History is all a matter of perspective. That was my opening statement in last week’s column. And it holds just as true for the good we remember about the so-called good old days, as for the bad we often ignore.
Most people — and I include myself — choose to forget the injurious things that have befallen us, our community, our state or nation, because thinking about them is painful. We just prefer to remember good times, it’s that simple.
You probably can find very few people who lived through the Great Depression thinking it was an agreeable time.
Fully a quarter of the nation was out of work. Soup lines were a common sight. People scraped out an existence as best they could, in a time of tremendous economic hardship for the industrialized world. The stock market crashed on Black Thursday in ’29 and banks closed all across America. And the seeds of the Second World War were being sown from the shambles left by the Great War.
Throw in the massive drought that struck the Great Plains during the Dust Bowl, and you have a recipe for misery.
And yet, out of this time came what our parents and grandparents called the “good old days.”
It was a time when simple was the norm, extravagance out of the ordinary.
It was a time when families came together and stayed together and found ways to live every day with their own hard work and their own imagination.
I heard many a story of the Great Depression from my dad and my grandparents, who had to fight their way out of the Dust Bowl in southwest Oklahoma.

▸ DATASET CONTENT
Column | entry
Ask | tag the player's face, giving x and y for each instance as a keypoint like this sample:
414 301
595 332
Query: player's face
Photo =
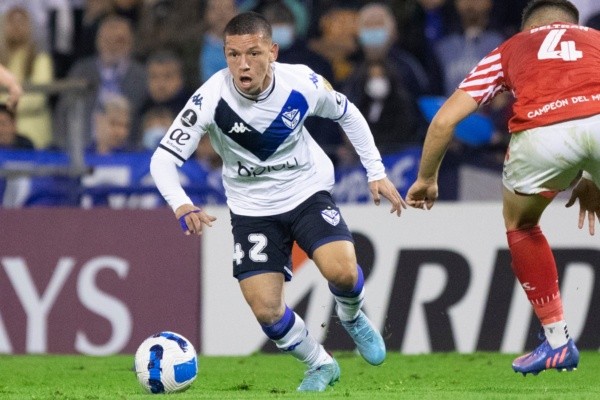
249 59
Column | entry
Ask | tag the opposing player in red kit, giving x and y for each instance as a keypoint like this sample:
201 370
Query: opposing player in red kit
551 67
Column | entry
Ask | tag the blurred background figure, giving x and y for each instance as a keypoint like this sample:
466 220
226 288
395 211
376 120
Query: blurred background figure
113 126
377 36
420 24
113 70
94 11
10 138
460 51
299 9
21 55
130 9
293 49
166 82
155 123
390 109
13 88
175 25
216 15
336 39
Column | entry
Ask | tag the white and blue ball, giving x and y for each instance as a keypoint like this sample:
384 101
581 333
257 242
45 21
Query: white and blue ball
165 363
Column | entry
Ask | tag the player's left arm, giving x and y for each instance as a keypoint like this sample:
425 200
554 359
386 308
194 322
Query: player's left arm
424 192
358 132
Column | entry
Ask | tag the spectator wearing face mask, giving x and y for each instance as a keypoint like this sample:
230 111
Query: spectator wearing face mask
377 37
10 138
155 123
390 110
216 15
113 70
294 50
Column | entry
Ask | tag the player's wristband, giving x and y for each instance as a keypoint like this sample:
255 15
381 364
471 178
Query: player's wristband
182 222
587 176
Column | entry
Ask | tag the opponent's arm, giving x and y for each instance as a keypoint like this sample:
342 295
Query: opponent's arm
424 192
588 195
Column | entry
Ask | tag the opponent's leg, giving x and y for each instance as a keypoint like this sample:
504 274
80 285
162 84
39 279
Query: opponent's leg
264 294
534 266
337 263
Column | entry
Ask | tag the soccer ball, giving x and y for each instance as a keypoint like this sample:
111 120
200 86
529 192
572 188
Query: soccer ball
165 363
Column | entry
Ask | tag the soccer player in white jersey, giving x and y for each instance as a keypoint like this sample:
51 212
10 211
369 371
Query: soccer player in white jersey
278 182
551 67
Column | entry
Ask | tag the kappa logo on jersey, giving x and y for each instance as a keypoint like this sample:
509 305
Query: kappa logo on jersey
239 127
291 118
197 100
331 216
262 144
179 136
189 118
314 79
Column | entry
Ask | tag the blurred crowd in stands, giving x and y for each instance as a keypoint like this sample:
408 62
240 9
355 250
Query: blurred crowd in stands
142 59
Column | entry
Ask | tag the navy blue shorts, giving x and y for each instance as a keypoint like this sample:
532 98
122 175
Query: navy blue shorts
264 244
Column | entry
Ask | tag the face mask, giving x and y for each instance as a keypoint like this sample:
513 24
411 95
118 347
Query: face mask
152 137
283 35
377 88
373 37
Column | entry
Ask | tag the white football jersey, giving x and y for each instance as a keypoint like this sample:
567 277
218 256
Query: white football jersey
270 162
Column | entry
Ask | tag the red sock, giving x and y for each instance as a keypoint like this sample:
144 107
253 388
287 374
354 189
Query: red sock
534 266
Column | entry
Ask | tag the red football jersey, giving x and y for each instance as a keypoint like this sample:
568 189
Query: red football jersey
553 72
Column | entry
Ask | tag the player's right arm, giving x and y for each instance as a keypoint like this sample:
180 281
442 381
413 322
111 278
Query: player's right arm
177 146
424 192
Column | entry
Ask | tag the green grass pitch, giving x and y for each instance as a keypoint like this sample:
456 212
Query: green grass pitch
276 376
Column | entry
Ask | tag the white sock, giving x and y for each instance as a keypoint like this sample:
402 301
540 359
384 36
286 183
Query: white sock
348 308
303 346
556 333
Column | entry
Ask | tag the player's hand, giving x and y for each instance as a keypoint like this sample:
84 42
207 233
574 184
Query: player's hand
386 188
192 219
422 194
588 195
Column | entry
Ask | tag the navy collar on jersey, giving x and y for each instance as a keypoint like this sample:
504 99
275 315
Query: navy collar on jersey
261 96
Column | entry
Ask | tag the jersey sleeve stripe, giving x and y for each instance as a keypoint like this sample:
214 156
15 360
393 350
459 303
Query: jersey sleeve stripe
172 152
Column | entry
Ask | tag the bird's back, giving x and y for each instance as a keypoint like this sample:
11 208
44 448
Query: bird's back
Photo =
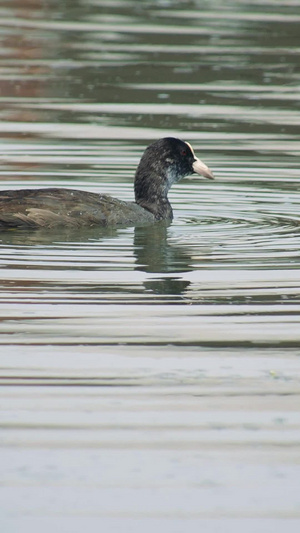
66 207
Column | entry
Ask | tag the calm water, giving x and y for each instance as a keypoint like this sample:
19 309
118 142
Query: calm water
150 376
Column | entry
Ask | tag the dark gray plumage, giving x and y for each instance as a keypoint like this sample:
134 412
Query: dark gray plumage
163 163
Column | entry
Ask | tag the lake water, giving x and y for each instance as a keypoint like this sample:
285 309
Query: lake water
150 376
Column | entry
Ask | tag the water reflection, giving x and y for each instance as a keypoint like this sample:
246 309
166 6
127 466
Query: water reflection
151 376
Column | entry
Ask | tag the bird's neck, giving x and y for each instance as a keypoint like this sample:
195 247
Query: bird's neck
151 193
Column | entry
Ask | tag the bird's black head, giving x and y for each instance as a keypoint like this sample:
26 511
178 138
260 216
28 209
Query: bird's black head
163 163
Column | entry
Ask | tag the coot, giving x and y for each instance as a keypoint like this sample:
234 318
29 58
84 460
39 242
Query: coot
163 163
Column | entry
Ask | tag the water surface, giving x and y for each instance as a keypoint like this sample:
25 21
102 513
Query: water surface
150 376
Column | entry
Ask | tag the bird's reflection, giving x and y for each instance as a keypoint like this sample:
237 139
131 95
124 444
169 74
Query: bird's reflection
154 253
152 248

▸ TASK REQUIREMENTS
• a. In the column on the Great Depression, what do you get if you rewrite the stretch from "It was a time when simple" through "in southwest Oklahoma." and swap "families" for "neighbors"?
• b. According to the column on the Great Depression, how much of the nation was out of work?
• c. Can you extend the column on the Great Depression, picking up after its final sentence?

▸ ANSWERS FOR THE EXERCISE
• a.
It was a time when simple was the norm, extravagance out of the ordinary.
It was a time when neighbors came together and stayed together and found ways to live every day with their own hard work and their own imagination.
I heard many a story of the Great Depression from my dad and my grandparents, who had to fight their way out of the Dust Bowl in southwest Oklahoma.

• b. Fully a quarter of the nation.

• c.
At one point, my granddad sold Bibles door to door to help provide for my grandma and my dad. He worked in job after job, in small newspapers across this state, from the Gotebo Record to the Woodward News, from the Foss Enterprise to the El Reno American.
What I always heard most of this terrible time was families stayed together and helped one another. From the many old Kodak photos I’ve inherited, you can see it in their faces — a fierce pride for standing up to hard times and beating them back.
And it’s been so for untold families here in this state and across America.
I remember my dad telling me how hard it was to move from town to town. In all, he went to 17 different schools over his 12 years, from Keene, Texas, to Lincoln, Neb., and just about every small town in southwest Oklahoma.
That was the legacy of the Great Depression.
To his dying day, my dad refused to watch “The Waltons,” or any TV show that had to do with the Depression.
It was just too painful.
One of his stories in particular stayed with me all these years. It seems my dad, when just a boy of 8 or 9, was invited over after school to play and eat at a friends house in Granite, where he was born. He said all they had to eat was a piece of bread, smeared with fat that had been rendered from suet and beef bones.
That, my friends, was not uncommon during 1930s America.
Yet, most of the stories he told were happy stories, of memories and simple things — things the vast majority in this nation today can only read about.
Whenever my dad’s family got together, it was a fun time. I was lucky enough to experience that whenever we visited and all the relatives gathered in Gotebo, down in the short-grass country. If you couldn’t laugh and have a good time with my dad’s relatives ... well, there was something wrong with you.
My dad simply refused to think about the poverty he saw all around him when he was a boy, and learned how to get along with people and treat them the same way he wanted to be treated.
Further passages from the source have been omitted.